● **Passage given**
Media Center



April 7, 2004 - Washington, DC

THE ASSISTANT SECRETARY GENERAL: Thank you very much, Mr. Chairman.

Mr. Chairman, you had warned me yesterday that this was going to be an interesting debate. Even so, I was not prepared for the richness of this discussion.

I attempted already in my opening statement to point out that we are not always capable of foreseeing everything and the conditions that exist in every situation, and certainly that is the case in the situation in Haiti. I would like to apply the three points that the Ambassador of Colombia, in a very practical but, I believe, intellectually sound manner, presented to us. Essentially, we should admit failure, we should try to be clear about what happens, and we shouldn't rest on technicalities. I couldn't agree more. I have publicly described, and it is in the press, that I felt that what happened in Haiti was a disaster. Quite clearly, this Organization did not seek the outcome that took place in Haiti. I would go further. I would say we did everything in our power, beginning actually even before the May 2000 elections, but in an increasing pace to attempt to prevent this outcome, even going to the extent of creating a Special Mission in the spring of 2002, after an outburst of violence in Haiti had made clear that more needed to be done than the negotiations and preachings in which we had been engaged until that time.

We, of course, acted collectively. In fact I doubt that there is another case in the annals of the OAS where the Council has been kept more fully and continually informed, and you can go back and look at the OAS website to find the documentary record. We knew that things were not going well. In fact, on the 28th of February, facing the imminence of increasing violence and loss of life in Haiti, the Secretary General issued the following statement:

The Secretary General of the OAS, Cesar Gaviria, today reiterated his concern over the situation in Haiti, condemning the violence, lawlessness and lack of respect for human rights in the country. Fearing that the cost to Haiti of the current anarchy will be incalculable, Gaviria appealed to all Haitian actors with influence––the government, political parties, civil society, and church leaders––and to the Haitian people as a whole to put into effect a truce as a first step in the development of a fully inclusive democratic process in the common interest.

● **The tasks**
• A. Print the portion of the statement on Haiti between "Media Center" and "of this discussion.", inclusive.
• B. Carry on with the statement on Haiti, picking up right after its final sentence.
The material that comes next has no connection to the statement on Haiti.

● **Data section**
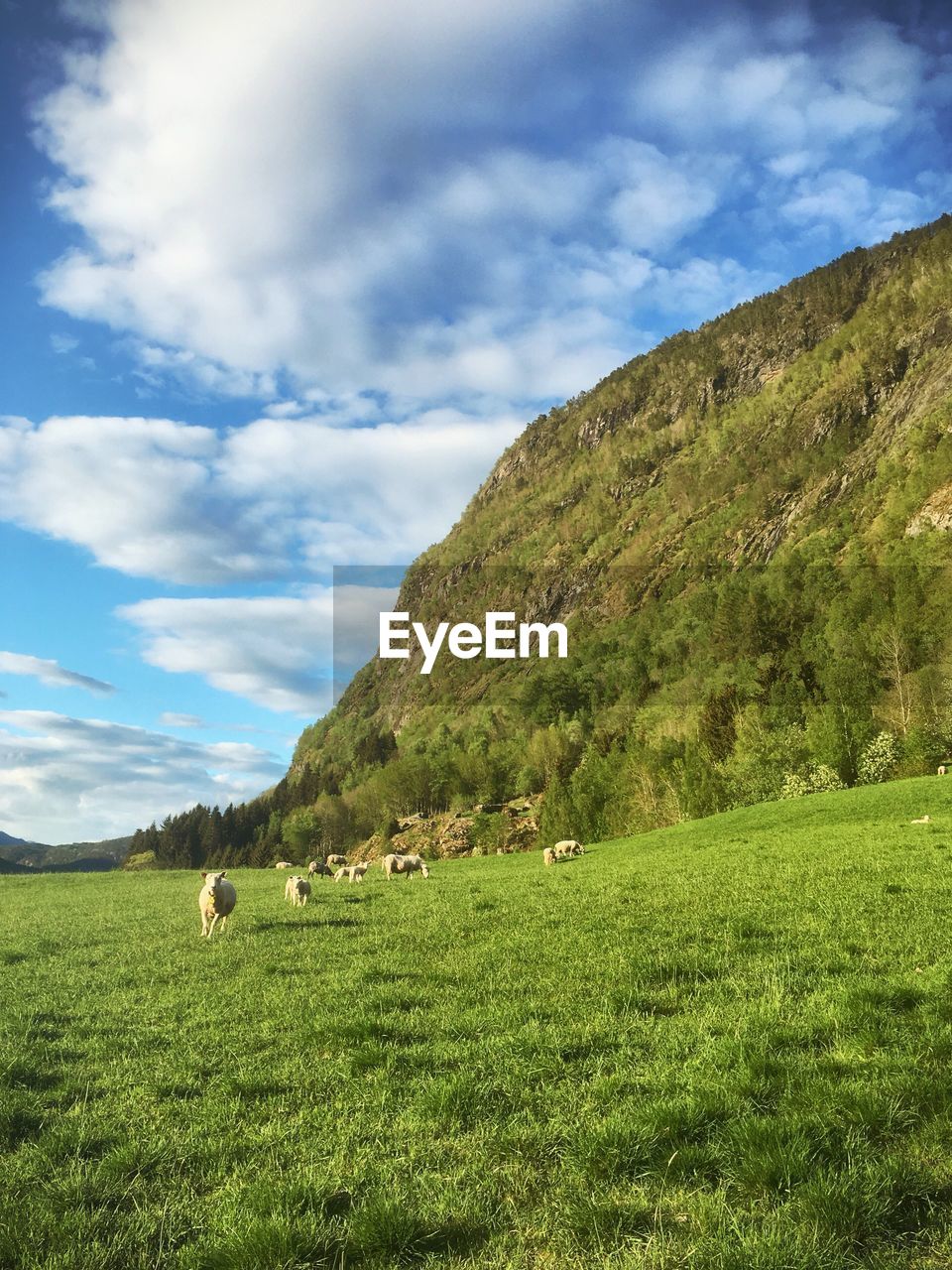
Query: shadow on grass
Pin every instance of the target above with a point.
(289, 924)
(377, 1234)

● **Results in order**
• A.
Media Center



April 7, 2004 - Washington, DC

THE ASSISTANT SECRETARY GENERAL: Thank you very much, Mr. Chairman.

Mr. Chairman, you had warned me yesterday that this was going to be an interesting debate. Even so, I was not prepared for the richness of this discussion.

• B.
Those, you may say, are only words, but they certainly were words that I would defend as 100 percent in keeping with the mandates of these political bodies.

Unfortunately, the appeal went unheeded, as in fact, I might note, went my first appeal for a truce, which was made on December 8, 2001, just to underscore the fact that we have been worrying about this for a very long time.

Now, we were surprised. I still have recorded on my cell phone the call made at one minute past seven on the morning of the 29th from David Lee, saying that he had just learned that something had happened that I needed to be informed about immediately. I think, quite frankly, nobody in the Mission, certainly not myself and certainly not the Secretary General, and I believe probably until earlier that week, not even President Aristide would have thought that his system of security and control was going to collapse so rapidly and fast.

The fact is, I do not, and nobody in the OAS knows exactly what happened. That is one reason why we also failed the second test proposed by Ambassador Serpa.

Now, we are not, however, as a practical, living matter, in theoretical debates. Political life, particularly political life in a moment of crisis, is something that requires decisions and it requires actions. Here we come in part––but only in part––to Ambassador Serpa’s third point, the “contentillio” of Article 28, page 25. Let me say that in this case, we are dealing with Articles 148 and 149 of the Constitution of 1987 of Haiti. That Constitution says that “if the President finds it temporarily impossible (this is Article 148) to discharge his duties, the executive authority shall be vested in the Council of Ministers under the presidency of the Prime Minister.” The first part of Article 149 reads: “Should the office of the President of the Republic become vacant for any reason, the President of the Supreme Court of the Republic, or in his absence….shall be invested temporarily with the duties of the President of the Republic….”.

On the morning of the 29th, beginning for me at one minute after seven in the morning, the question was: what was going to happen next, and implicitly also, now that disaster had struck, what was the role that the OAS should play in that situation?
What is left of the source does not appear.